**Source passage:**
— begin —
Strings are inextricably tied to sets. They are composed from elements of alphabets, which are just sets of symbols, and languages, which as we will see, are sets of strings. To understand strings requires a firm understanding of sets, their properties and the operations that can be performed on them. Unfortunately this means we need to take a detour into what be unfamiliar territory for some.

## Abstract Algebra: Magmas, Semigroups & Monoids Oh My!

It isn’t my intention to take this discussion all the way back to abstract algebra’s first principles, but I think it’s important (at least it was for me) to know some of the terminology since it pops up in textbooks and other documents about strings in both natural and formal languages.

At the heart of the study of abstract algebra is the idea of **algebraic structures**. An algebraic structure is simply a set with one more operations defined on its elements that satisfies certain axioms. An example of an operation is addition which when performed on two or more numbers obeys the associative and commutative laws. A set can be thought of as a degenerate algebraic structure that has no operations.

One very basic type of algebraic structure is the **magma**, or **groupoid**. A magma has a single closed, binary operation defined on it, but doesn’t need to satisfy an axiom other than closure. If the magma is represented *M* and its binary operator generically represented as •, then

for all *a*, *b* in *M*, *a* • *b* is also in *M*.

In mathematical notation, this is:

∀ *a*, *b* ∈ *M*: *a* • *b* ∈ *M*

In other words, •: *M x M → M. *This requirement is known as the **magma axiom** or **closure axiom**.

A step of above magmas is the **semigroup**. Like magmas, semigroups have a closed, binary operation (•: *S x S → S*), but in addition to closure, the operation also satisfies the associative property. So for semigroup *S*:

for all *a*, *b*, *c* in *S*, the equation (*a* • *b*) • *c* = *a* • (*b* • *c*) holds.

Again, closure also holds for this operation. A semigroup can be thought of as an *associative* magma.

Semigroups in turn give rise to **monoids**. A monoid is a semigroup that has an **identity element**. So in addition to satisfying closure and associativity as described above, there exists an element *e* in monoid *S* such that for every element *a* in *S* :

*e* • *a* = *a* • *e* = *a*.

The identity element of a monoid is unique.
— end —
**Given entries:**
— begin —
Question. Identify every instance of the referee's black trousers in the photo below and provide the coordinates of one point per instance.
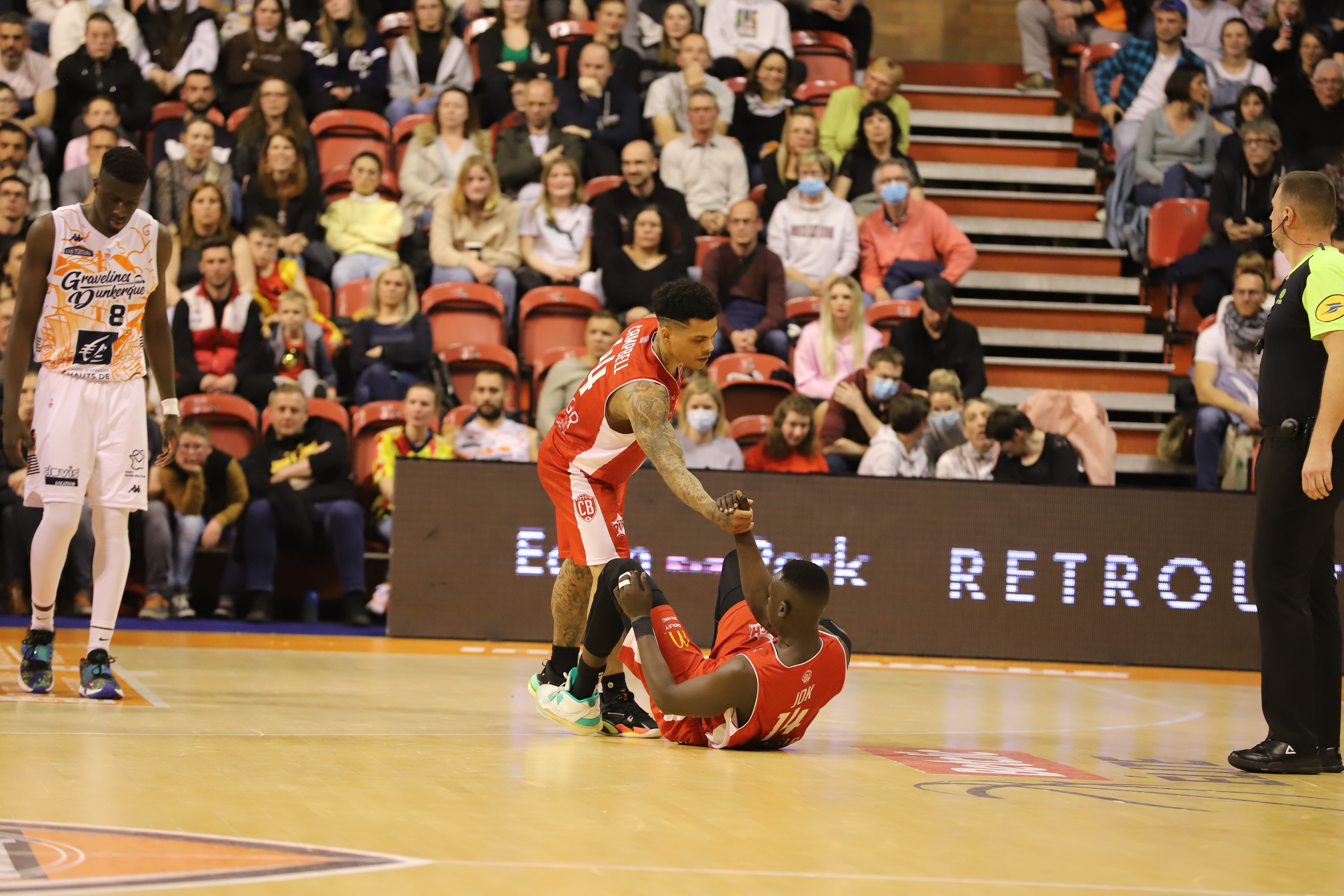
(1294, 569)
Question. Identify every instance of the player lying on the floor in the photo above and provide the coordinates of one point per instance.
(776, 663)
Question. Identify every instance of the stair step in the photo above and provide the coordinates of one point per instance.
(1057, 316)
(1049, 260)
(1109, 377)
(1005, 203)
(1139, 402)
(1069, 284)
(991, 123)
(1072, 341)
(995, 100)
(952, 173)
(1056, 154)
(1027, 228)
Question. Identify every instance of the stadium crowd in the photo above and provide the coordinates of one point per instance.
(314, 275)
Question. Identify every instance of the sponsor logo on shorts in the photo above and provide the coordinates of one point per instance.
(62, 476)
(95, 347)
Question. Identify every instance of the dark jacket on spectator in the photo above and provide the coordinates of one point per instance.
(613, 210)
(577, 108)
(411, 354)
(1241, 195)
(517, 162)
(763, 283)
(331, 468)
(80, 78)
(490, 48)
(959, 350)
(1057, 465)
(843, 424)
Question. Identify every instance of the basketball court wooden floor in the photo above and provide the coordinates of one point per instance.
(298, 766)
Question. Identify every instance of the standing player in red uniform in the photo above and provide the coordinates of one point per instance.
(776, 663)
(620, 416)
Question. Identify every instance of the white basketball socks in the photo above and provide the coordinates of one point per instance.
(49, 558)
(111, 565)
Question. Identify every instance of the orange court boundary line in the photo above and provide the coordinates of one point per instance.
(444, 647)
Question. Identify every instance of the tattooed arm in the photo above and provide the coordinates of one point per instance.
(646, 406)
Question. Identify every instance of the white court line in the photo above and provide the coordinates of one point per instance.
(897, 879)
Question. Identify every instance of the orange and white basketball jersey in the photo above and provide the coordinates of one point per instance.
(96, 297)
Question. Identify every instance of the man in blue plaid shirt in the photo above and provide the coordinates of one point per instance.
(1146, 66)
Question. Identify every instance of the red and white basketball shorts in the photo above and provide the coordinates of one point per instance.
(588, 515)
(738, 633)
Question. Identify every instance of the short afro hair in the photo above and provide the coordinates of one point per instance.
(808, 581)
(685, 300)
(126, 165)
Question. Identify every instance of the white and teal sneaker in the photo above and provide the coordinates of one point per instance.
(580, 717)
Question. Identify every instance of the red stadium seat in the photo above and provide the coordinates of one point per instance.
— end —
**What you need to do:**
Reproduce the passage on strings and algebraic structures word for word, between "Semigroups in turn" and "monoid is unique.", inclusive.

**Written answer:**
Semigroups in turn give rise to **monoids**. A monoid is a semigroup that has an **identity element**. So in addition to satisfying closure and associativity as described above, there exists an element *e* in monoid *S* such that for every element *a* in *S* :

*e* • *a* = *a* • *e* = *a*.

The identity element of a monoid is unique.